## [Given records]
═══

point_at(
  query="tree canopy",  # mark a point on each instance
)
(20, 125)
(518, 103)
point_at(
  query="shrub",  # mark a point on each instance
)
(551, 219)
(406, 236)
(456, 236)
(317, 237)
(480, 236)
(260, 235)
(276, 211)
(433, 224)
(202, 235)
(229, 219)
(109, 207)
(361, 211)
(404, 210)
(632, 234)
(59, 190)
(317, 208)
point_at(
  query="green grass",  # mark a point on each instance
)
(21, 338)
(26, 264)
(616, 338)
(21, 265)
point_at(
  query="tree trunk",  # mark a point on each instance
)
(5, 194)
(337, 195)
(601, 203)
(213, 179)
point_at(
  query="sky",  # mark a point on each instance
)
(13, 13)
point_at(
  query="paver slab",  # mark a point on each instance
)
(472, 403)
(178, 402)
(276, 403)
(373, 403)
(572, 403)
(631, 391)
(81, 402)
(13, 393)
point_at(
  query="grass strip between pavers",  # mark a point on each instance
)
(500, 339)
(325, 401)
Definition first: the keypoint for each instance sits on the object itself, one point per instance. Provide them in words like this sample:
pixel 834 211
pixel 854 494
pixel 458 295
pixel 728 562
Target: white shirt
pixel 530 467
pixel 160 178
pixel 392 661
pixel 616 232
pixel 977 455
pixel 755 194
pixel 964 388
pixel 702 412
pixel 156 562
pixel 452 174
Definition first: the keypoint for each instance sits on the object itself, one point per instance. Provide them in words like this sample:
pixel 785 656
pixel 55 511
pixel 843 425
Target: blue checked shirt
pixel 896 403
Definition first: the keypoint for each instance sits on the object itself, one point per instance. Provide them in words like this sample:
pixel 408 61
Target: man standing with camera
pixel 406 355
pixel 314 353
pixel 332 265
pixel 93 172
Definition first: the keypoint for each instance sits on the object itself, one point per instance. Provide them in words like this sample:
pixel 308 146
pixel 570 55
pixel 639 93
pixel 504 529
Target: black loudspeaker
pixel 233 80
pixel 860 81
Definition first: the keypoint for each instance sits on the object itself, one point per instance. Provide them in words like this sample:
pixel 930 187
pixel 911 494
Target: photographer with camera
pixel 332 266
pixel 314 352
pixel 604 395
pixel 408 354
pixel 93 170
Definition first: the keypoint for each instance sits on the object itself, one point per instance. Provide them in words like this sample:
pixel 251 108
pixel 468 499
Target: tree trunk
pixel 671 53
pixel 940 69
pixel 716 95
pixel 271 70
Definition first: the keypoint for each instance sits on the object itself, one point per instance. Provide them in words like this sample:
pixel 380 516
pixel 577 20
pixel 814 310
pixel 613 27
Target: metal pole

═══

## [Exercise description]
A word-for-word restatement of the data above is required.

## [Exercise solution]
point_at(
  query="tree canopy",  # mark a point on each instance
)
(20, 125)
(518, 103)
point_at(
  query="shrub",  # mark a point on each instance
)
(551, 219)
(406, 236)
(456, 236)
(317, 237)
(480, 236)
(260, 235)
(276, 211)
(433, 224)
(202, 235)
(229, 219)
(109, 207)
(361, 211)
(404, 210)
(632, 234)
(59, 190)
(317, 208)
point_at(
  query="green grass",  # mark a point on each instance
)
(21, 338)
(26, 264)
(616, 338)
(21, 265)
point_at(
  query="tree trunk",  # mark a point on each instance
)
(5, 194)
(337, 195)
(601, 203)
(213, 179)
point_at(
  query="sky",  # mark a point on each instance
)
(13, 13)
point_at(
  query="paver slab",  # mark a point on each instance
)
(472, 403)
(178, 402)
(276, 403)
(373, 403)
(572, 403)
(631, 391)
(81, 402)
(13, 393)
point_at(
  query="grass strip between pavers",  # mark a point on each instance
)
(500, 339)
(325, 401)
Definition first: the keypoint for each instance sits on the object itself, one point per instance. Provide them in words like this sample:
pixel 834 211
pixel 854 494
pixel 458 295
pixel 728 562
Target: white shirt
pixel 530 467
pixel 160 178
pixel 392 661
pixel 616 232
pixel 977 455
pixel 755 194
pixel 964 388
pixel 702 412
pixel 156 562
pixel 452 174
Definition first: the keypoint for each instance sits on the object itself, one point per instance. Provide them in words like this sample:
pixel 785 656
pixel 55 511
pixel 843 425
Target: blue checked shirt
pixel 896 403
Definition first: the keypoint for each instance sits on the object itself, one point per instance. Provide them in words like this sample:
pixel 408 61
Target: man standing with camera
pixel 406 355
pixel 314 353
pixel 332 265
pixel 93 172
Definition first: the keypoint for each instance sits on the object itself, one point per instance. Provide them in words like this sample:
pixel 308 146
pixel 570 55
pixel 639 93
pixel 504 529
Target: black loudspeaker
pixel 233 80
pixel 860 81
Definition first: the keypoint for each instance sits on the object itself, one point per instance. Provide them in words like this sample:
pixel 930 187
pixel 911 494
Target: photographer with camera
pixel 332 266
pixel 314 352
pixel 604 395
pixel 408 354
pixel 93 170
Definition first: the keypoint for each instance sits on the object itself, one point per instance. Provide them in words like this sample:
pixel 251 108
pixel 468 499
Target: tree trunk
pixel 671 53
pixel 940 69
pixel 716 95
pixel 271 70
Definition first: the keypoint for each instance sits on the object itself, one point per instance. Provide them in words like this sample:
pixel 380 516
pixel 577 20
pixel 814 310
pixel 613 27
Target: metal pole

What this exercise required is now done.